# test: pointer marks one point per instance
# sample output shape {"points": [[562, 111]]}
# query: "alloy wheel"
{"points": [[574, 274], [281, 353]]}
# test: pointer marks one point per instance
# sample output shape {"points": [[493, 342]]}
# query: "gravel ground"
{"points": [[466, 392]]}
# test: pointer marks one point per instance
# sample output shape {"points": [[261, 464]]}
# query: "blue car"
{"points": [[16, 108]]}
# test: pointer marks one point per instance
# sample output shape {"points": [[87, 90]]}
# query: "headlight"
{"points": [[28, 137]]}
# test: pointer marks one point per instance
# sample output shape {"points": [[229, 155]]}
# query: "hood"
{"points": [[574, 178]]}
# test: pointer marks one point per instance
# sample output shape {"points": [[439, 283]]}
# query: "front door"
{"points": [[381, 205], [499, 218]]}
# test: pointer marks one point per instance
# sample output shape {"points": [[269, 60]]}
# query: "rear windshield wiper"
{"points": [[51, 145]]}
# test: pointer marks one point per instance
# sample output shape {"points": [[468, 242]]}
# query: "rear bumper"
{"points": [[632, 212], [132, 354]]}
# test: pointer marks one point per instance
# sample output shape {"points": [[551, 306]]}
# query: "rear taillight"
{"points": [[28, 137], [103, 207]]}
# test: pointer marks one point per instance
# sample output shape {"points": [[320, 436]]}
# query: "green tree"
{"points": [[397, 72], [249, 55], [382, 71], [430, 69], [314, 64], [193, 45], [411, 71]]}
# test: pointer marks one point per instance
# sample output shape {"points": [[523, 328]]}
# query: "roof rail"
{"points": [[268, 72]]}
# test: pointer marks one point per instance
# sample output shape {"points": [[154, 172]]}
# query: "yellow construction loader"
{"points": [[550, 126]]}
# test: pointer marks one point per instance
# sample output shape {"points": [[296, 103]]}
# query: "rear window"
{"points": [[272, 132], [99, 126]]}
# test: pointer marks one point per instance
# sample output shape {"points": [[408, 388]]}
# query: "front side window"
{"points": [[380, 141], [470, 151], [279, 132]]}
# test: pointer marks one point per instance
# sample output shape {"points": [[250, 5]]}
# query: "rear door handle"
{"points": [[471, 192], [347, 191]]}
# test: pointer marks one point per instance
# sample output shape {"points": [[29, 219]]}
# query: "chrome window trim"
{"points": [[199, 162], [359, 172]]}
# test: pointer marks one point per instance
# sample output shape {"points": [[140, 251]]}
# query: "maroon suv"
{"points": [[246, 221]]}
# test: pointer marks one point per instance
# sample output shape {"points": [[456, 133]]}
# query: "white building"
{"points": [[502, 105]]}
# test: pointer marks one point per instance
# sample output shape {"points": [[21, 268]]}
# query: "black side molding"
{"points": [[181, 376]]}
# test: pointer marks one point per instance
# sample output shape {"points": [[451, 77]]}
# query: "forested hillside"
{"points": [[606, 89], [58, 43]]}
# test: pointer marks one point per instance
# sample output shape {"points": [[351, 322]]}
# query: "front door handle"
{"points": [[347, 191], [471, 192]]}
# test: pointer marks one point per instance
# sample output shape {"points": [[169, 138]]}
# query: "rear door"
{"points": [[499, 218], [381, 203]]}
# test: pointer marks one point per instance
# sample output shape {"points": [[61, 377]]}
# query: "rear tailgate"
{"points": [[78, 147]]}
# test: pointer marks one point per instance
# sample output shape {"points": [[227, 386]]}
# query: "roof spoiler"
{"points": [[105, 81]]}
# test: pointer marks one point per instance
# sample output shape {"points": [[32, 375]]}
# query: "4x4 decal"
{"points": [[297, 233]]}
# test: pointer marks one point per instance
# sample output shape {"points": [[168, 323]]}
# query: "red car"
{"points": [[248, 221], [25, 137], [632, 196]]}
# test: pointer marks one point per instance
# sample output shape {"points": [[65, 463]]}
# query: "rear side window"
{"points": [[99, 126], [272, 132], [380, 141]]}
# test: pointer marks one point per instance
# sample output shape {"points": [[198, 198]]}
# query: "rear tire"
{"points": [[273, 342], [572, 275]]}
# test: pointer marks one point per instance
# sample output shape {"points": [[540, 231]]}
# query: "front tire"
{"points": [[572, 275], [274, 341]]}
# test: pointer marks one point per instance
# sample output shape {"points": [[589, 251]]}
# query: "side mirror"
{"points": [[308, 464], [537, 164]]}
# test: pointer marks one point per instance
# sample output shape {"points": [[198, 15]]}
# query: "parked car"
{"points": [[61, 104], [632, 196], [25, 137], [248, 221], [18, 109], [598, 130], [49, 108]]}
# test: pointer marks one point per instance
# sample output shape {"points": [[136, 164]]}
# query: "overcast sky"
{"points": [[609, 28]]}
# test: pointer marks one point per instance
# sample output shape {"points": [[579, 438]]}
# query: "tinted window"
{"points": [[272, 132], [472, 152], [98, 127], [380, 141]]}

━━━━━━━━━━━━━━━━━━━━━━━━━━━━━━

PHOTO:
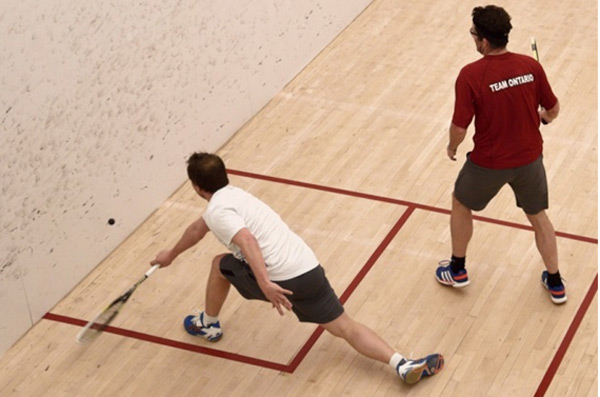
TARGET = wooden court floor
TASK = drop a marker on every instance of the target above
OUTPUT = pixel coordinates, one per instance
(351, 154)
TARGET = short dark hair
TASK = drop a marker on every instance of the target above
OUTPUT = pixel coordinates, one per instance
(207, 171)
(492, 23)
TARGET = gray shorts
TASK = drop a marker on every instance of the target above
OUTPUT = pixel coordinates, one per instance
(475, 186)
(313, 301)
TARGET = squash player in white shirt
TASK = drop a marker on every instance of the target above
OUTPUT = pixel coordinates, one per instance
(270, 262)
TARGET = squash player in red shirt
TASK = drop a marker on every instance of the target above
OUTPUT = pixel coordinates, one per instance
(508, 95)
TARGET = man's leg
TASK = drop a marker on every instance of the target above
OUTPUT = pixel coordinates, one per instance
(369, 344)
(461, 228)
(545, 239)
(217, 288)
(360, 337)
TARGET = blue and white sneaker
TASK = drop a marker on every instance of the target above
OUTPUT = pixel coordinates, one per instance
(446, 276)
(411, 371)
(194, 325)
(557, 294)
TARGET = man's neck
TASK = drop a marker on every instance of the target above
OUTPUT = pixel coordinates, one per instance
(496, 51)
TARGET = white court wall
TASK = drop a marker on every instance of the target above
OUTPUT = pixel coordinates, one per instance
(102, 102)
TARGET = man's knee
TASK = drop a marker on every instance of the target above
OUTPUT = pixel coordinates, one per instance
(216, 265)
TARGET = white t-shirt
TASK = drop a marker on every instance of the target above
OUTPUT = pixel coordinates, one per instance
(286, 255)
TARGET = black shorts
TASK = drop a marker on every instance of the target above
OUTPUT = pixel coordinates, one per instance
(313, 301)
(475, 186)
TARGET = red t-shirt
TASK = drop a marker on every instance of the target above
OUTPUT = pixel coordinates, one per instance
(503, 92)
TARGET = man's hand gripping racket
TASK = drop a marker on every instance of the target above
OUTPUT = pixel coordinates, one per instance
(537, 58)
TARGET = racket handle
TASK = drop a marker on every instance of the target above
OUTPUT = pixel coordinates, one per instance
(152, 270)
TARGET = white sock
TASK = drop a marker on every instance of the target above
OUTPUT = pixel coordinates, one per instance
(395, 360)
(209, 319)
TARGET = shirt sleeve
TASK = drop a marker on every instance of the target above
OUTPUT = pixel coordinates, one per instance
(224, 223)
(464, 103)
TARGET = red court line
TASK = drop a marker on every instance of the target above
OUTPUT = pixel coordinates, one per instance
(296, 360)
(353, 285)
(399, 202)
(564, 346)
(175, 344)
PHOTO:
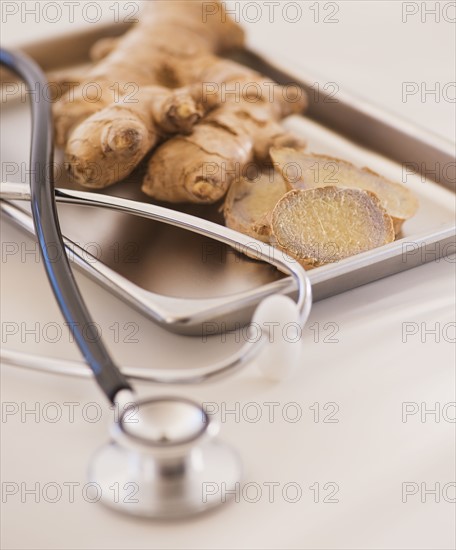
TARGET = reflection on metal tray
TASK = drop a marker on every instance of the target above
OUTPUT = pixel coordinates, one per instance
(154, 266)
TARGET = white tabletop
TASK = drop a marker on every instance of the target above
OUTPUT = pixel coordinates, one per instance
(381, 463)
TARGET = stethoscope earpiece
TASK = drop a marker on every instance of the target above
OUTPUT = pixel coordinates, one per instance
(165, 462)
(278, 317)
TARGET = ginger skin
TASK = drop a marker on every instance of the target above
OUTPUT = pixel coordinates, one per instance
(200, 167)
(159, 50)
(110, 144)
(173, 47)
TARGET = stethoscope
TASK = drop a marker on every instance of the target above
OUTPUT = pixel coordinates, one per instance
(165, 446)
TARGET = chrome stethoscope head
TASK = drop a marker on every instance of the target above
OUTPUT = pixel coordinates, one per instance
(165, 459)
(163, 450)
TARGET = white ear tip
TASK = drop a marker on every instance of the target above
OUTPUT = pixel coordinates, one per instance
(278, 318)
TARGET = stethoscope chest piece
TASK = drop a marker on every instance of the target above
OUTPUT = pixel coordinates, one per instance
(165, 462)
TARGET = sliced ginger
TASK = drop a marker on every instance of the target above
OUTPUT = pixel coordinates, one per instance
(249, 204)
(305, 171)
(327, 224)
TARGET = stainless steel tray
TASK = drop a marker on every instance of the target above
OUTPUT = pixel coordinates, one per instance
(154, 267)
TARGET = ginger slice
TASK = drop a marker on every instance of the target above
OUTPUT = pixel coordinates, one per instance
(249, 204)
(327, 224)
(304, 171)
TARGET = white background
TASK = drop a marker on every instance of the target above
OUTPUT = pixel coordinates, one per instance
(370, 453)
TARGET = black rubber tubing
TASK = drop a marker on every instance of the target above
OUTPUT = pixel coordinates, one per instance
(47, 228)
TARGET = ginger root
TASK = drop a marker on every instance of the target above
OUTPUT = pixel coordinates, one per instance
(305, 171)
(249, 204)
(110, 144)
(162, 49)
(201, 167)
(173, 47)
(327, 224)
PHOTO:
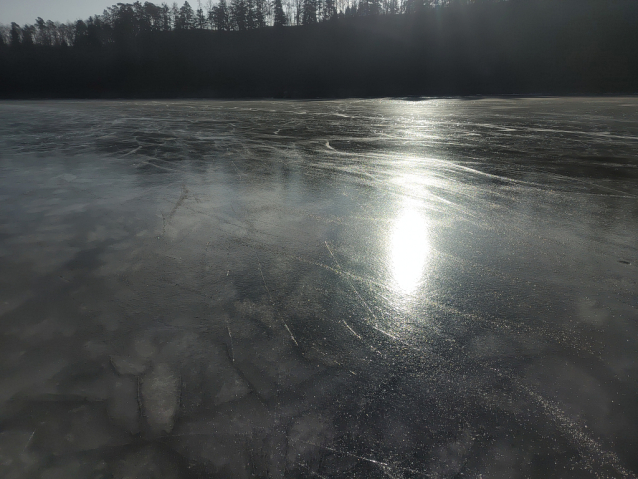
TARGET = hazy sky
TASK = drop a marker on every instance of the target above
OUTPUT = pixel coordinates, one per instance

━━━━━━━━━━━━━━━━━━━━━━━━━━━━━━

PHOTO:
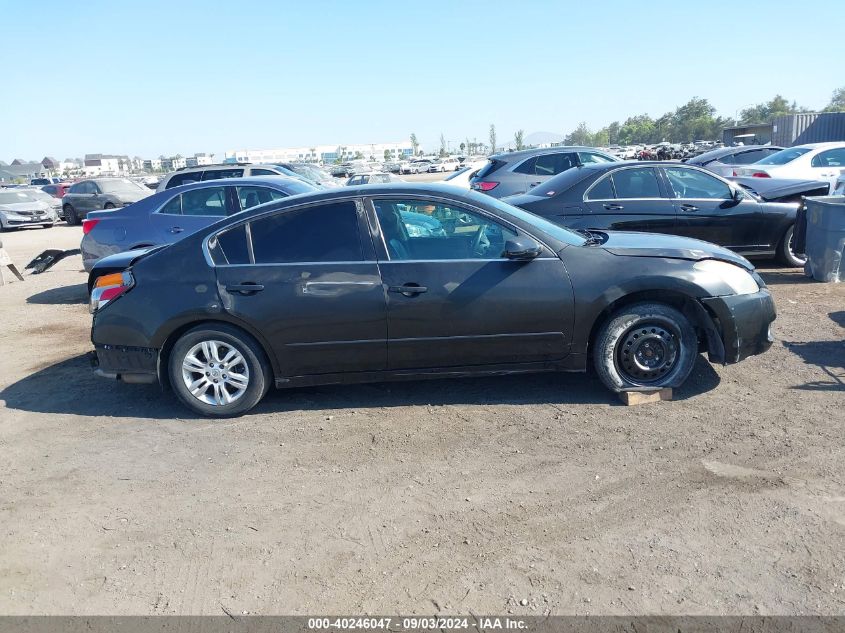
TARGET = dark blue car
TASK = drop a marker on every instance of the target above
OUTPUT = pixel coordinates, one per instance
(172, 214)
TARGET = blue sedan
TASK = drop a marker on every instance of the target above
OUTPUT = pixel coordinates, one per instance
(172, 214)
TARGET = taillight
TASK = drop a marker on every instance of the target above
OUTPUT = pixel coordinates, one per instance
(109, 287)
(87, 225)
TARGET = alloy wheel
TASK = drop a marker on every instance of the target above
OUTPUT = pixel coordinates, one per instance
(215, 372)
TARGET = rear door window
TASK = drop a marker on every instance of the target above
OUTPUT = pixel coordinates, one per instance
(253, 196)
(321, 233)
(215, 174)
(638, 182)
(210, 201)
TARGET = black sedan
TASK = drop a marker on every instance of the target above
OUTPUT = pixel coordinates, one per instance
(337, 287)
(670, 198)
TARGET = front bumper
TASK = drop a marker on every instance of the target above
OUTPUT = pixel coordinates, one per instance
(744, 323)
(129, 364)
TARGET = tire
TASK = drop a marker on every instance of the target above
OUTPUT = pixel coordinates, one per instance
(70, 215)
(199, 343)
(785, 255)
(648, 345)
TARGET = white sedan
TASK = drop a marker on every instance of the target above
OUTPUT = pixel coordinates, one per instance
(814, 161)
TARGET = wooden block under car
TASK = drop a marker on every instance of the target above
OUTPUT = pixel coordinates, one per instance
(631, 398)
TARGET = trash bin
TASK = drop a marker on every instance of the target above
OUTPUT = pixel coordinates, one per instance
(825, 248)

━━━━━━━━━━━━━━━━━━━━━━━━━━━━━━

Locate each row above that contains the string "bumper", matching case exactly, and copy every such row in full.

TASK SOLUTION
# query: "rear bumper"
TARGET = front bumper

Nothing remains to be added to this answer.